Source text:
Objective To compare differences in functional brain activity between tremor- and nontremor-dominant subtypes of Parkinson disease (PD) using functional magnetic resonance imaging.
Design In our study, patients with tremor-dominant PD and those with nontremor-dominant PD performed a grip task, and the results obtained were compared using voxelwise analysis. Areas of the brain that were significantly different were then examined using a region-of-interest analysis to compare these patients with healthy controls. Voxel-based morphometry was used to determine macroscopic differences in gray and white matter volume between patient groups.
Setting University-affiliated research institution.
Participants A total of 20 drug-naive patients with PD (10 with tremor-dominant PD and 10 with nontremor-dominant PD) and a total of 20 healthy controls.
Main Outcome Measures Blood oxygenation level–dependent activation and percent signal change.

Task set:
A. In the Parkinson disease abstract, what task did the patients perform during functional magnetic resonance imaging?
B. Extend the Parkinson disease abstract, starting right after its last sentence.

(Dataset items)
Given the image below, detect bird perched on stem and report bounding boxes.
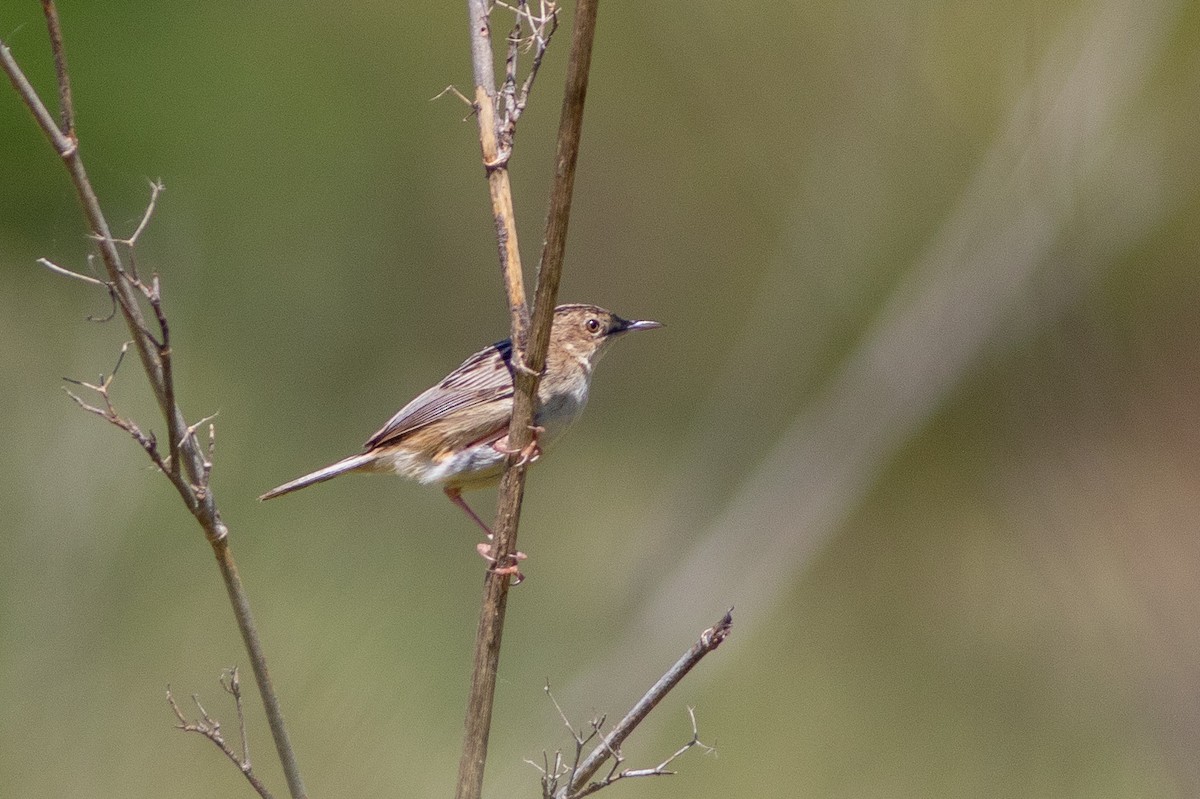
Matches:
[259,305,662,573]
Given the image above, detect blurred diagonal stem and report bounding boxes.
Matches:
[0,6,306,799]
[455,0,599,799]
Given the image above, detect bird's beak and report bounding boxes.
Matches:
[612,317,662,334]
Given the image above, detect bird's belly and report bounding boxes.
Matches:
[535,389,588,450]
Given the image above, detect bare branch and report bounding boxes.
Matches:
[37,258,112,290]
[167,667,274,799]
[42,0,74,140]
[0,12,307,799]
[455,6,596,799]
[557,608,733,799]
[115,179,167,250]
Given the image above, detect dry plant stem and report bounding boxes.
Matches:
[455,0,529,799]
[0,10,306,799]
[528,0,600,369]
[455,0,595,799]
[167,667,272,799]
[557,609,733,799]
[455,0,594,799]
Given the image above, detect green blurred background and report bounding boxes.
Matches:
[0,0,1200,798]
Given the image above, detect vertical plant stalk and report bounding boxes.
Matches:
[0,7,307,799]
[455,0,598,799]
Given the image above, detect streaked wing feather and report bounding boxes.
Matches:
[365,340,512,450]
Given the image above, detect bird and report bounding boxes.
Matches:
[259,304,662,575]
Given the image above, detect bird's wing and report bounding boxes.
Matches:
[365,338,512,450]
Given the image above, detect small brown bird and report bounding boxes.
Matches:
[259,299,662,573]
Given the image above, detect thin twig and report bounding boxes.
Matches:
[570,708,715,799]
[37,258,110,289]
[0,7,306,799]
[167,667,272,799]
[455,0,596,799]
[557,608,733,799]
[42,0,76,140]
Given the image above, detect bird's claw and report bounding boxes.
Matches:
[475,541,529,585]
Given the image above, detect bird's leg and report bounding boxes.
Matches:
[444,487,528,585]
[475,541,529,585]
[492,425,546,465]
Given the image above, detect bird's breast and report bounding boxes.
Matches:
[535,380,588,447]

Answers to this exercise:
A. A grip task.

B.
Results Robust findings across both voxelwise and region-of-interest analyses showed that, compared with patients with tremor-dominant PD, patients with nontremor-dominant PD had reduced activation in the ipsilateral dorsolateral prefrontal cortex, the globus pallidus interna, and the globus pallidus externa. Region-of-interest analyses confirmed that patients with nontremor-dominant PD had reduced activity in the ipsilateral dorsolateral prefrontal cortex, the globus pallidus interna, and the globus pallidus externa compared with patients with tremor-dominant PD and healthy controls. Patients with tremor-dominant PD had increased activity in the contralateral dorsolateral prefrontal cortex compared with patients with nontremor-dominant PD and healthy controls. These results could not be explained by differences in gray or white matter volume.
Conclusions Reduced brain activity occurs in the prefrontal cortex and globus pallidus of patients with nontremor-dominant PD compared with both patients with tremor-dominant PD and healthy controls, which suggests that functional magnetic resonance imaging is a promising technique to understand differences in brain activation between subtypes of PD.